Required task - Reproduce each of the following entries verbatim, in the order given.

>> BEGIN Entries provided

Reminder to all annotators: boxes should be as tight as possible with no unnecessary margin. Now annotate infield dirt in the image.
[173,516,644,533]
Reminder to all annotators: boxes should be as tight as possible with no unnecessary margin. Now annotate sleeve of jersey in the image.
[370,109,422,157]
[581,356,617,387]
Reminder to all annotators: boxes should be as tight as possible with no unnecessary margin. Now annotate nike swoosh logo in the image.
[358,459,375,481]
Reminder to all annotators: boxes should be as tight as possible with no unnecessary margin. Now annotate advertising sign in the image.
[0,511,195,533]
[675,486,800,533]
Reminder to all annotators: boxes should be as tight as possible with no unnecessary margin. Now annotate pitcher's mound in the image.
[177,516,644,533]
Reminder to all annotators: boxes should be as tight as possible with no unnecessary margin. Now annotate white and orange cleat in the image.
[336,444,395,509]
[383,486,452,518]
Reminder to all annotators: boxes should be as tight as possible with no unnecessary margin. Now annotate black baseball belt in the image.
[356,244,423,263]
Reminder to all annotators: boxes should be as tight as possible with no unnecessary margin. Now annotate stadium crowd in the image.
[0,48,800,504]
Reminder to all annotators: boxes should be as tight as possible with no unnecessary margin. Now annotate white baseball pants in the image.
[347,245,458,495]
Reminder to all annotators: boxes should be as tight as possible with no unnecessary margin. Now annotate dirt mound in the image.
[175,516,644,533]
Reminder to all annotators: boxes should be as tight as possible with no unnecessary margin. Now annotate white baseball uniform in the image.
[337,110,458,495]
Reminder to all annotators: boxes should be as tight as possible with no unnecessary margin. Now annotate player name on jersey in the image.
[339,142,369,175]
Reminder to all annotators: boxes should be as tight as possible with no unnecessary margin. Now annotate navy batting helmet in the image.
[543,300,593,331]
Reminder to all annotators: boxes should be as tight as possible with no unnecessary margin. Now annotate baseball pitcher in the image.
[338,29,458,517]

>> END Entries provided

Complete answer -
Reminder to all annotators: boxes should be as tight as possible with no unnecessary margin. Now annotate infield dirt in the image.
[173,516,644,533]
Reminder to all annotators: boxes should be as tight as possible with no unnecessary margin. Now annotate sleeve of jersey in the image.
[370,109,422,157]
[581,356,617,387]
Reminder to all annotators: boxes should be as tight as possible with no unnecessary margin. Now annotate nike swoosh logo in the image.
[358,459,375,481]
Reminder to all annotators: boxes should be as tight as possible with no unnecessary margin. Now annotate advertising sign in the image.
[0,511,195,533]
[675,486,800,533]
Reminder to all annotators: boxes should be as tight as possible with no unnecessary margin. Now annotate pitcher's mound in the image.
[177,516,644,533]
Reminder to all annotators: boxes should be as tight as possible with no unnecessary margin. Now annotate white and orange cleat in the image.
[336,444,395,509]
[383,486,452,518]
Reminder to all annotators: boxes should be as tight as possible with no unnecessary margin. Now annotate black baseball belt in the image.
[356,244,423,263]
Reminder to all annotators: boxes should be as tight as possible with no unnecessary margin. Now annotate stadium crowd in the image.
[0,48,800,504]
Reminder to all annotators: boxes should be as tight as possible with no unnecessary margin. Now annotate white baseball pants in the image.
[347,245,458,495]
Reminder to all annotators: boxes should be as tight as possible with no unnecessary margin. Now annotate dirt mound in the image.
[175,516,644,533]
Reminder to all annotators: boxes should be as tight as possible with no unnecessary margin. Now annotate white baseball uniform in the image.
[337,110,458,495]
Reminder to all annotators: boxes should be as tight as possible with no unnecessary margin. Now annotate player name on jersey in the image.
[339,142,369,175]
Reminder to all annotators: boxes should be as tight as possible with no unnecessary margin. Now annotate navy batting helmet in the image.
[543,300,593,331]
Reminder to all annotators: boxes should be as tight as possible with no unnecessary margin. Now annotate baseball pitcher in the image.
[338,29,458,517]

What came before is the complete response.